▸ QUOTED PASSAGE
══════════
Windows Live Delegated APIs

he Internet provides a fantastic backbone for sharing data. For many years Microsoft’s consumer services have helped users manage an assortment of data, such as photos on Spaces and contacts in Messenger and Hotmail. Some of this data you want to share with a set of users; that set can range from the entire user base of the Web to just yourself. An example of data you want to share would be photos of your vacation you put in Spaces for your friends to view. While you might not care if strangers look at your vacation photos, for most other types of data you have an expectation of privacy and security. For example, you wouldn’t want your contacts list to be publicly available. But you would still like to put it online, so that you could access it yourself from multiple locations.

That leads to a problem: The smart way to share data between computers and other people is to place it in an online store, so you and other people can access it, but you want to make sure that only the right people can access it. That’s exactly what the Windows Live delegated authentication system is designed to accomplish. This article explains how to use the Windows Live delegated authentication system to access specific Windows Live data stores.

Users store two distinct types of data online:

  1. Shared data: This is data that users add with a goal of sharing the data with other people. Examples of this on the Windows Live Platform this would be Spaces photos, blog posts, Silverlight streaming media, and Virtual Earth collections.
  2. Private data: This is data users place online so they can access it from other machines but that they don’t want to share. Examples on the Windows Live Platform would be Contacts in Messenger or Hotmail, Favorites, Virtual Earth collections, and calendar.

Some data stored in a Windows Live Service might be considered public, whereas other data stored in the same service could be private. You may have noticed in the list of examples that the Virtual Earth collections are in both the shared and private data sets. That’s because a user might want to share a favorite coastal drive?but not the collection of locations of companies where they’re interviewing for a new job. As a developer building applications on these platforms, your application may potentially have access to data that a user doesn’t want to share, so you need to consider very carefully how your application will work with this data.

You Need My Authority (But You Aren’t Me)
If you are building an application that needs to access a user’s data, your application will need to ask the user to authenticate the access. This authentication can happen in several ways; this article concentrates on Microsoft’s guidelines for such authentication.

The Windows Live delegated authentication technology allows a user to delegate authority to a particular application for a specific set of resources. The user can specify the duration that the application will be able to access the resources; this could be a matter of minutes, days, or months.

Some services provided by Windows Live will offer “open-access” services, services that allow anonymous calls to access the data. Other service offerings will require that the application accessing the data identifies itself in a unique way. It is entirely possible that the same service may provide both anonymous access and identified access. The anonymous access would contain methods to read public-facing data, whereas the identified service method would allow applications to read and write both private and public data.
══════════
▸ DIRECTIVE
Rewrite the article on Windows Live delegated APIs from "You Need My" up to and including "days, or months.", changing "resources" to "data stores" throughout that span.
══════════
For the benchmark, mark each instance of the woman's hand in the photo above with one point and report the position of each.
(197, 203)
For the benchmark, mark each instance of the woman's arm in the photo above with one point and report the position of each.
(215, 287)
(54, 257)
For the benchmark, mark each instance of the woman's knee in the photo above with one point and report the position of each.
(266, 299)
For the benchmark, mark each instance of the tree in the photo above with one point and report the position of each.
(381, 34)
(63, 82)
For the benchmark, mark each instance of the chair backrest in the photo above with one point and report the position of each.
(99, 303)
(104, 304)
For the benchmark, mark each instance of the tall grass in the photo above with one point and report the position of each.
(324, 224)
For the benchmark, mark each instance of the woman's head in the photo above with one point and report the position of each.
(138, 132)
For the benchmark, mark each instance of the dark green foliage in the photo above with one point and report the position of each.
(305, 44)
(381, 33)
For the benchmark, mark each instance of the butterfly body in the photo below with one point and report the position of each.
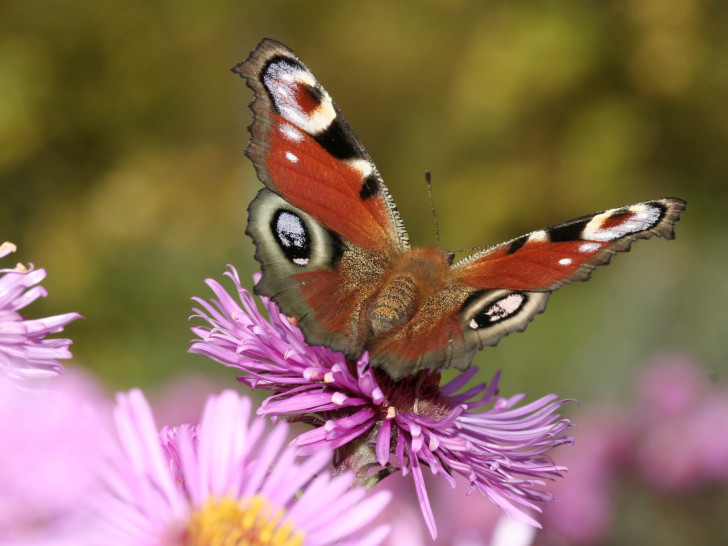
(335, 254)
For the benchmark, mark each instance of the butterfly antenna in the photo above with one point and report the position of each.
(428, 181)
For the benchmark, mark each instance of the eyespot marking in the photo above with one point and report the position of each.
(499, 310)
(292, 236)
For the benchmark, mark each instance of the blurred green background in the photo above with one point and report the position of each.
(122, 168)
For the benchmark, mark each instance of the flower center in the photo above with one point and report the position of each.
(251, 522)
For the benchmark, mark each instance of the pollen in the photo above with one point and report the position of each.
(251, 522)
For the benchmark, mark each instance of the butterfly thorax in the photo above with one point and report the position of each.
(414, 275)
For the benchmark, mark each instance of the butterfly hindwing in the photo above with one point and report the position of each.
(325, 226)
(335, 255)
(500, 290)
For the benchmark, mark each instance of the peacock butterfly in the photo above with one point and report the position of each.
(335, 255)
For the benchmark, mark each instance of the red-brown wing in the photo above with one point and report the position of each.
(500, 290)
(549, 258)
(325, 226)
(304, 150)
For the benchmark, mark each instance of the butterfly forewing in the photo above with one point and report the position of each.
(304, 149)
(548, 258)
(335, 255)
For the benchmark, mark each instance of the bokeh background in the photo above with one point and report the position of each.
(122, 173)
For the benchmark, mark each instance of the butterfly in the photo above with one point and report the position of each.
(336, 258)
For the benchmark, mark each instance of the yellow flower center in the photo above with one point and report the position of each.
(251, 522)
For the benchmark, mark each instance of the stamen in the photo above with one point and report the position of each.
(229, 522)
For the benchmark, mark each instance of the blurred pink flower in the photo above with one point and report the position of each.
(499, 445)
(584, 512)
(52, 444)
(224, 482)
(680, 443)
(25, 353)
(670, 385)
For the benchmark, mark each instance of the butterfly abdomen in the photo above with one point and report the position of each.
(395, 304)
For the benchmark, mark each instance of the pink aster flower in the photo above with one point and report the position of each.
(372, 422)
(51, 453)
(224, 482)
(25, 352)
══════════
▸ RESPONSE TO THE EXERCISE
You Need My Authority (But You Aren’t Me)
If you are building an application that needs to access a user’s data, your application will need to ask the user to authenticate the access. This authentication can happen in several ways; this article concentrates on Microsoft’s guidelines for such authentication.

The Windows Live delegated authentication technology allows a user to delegate authority to a particular application for a specific set of data stores. The user can specify the duration that the application will be able to access the data stores; this could be a matter of minutes, days, or months.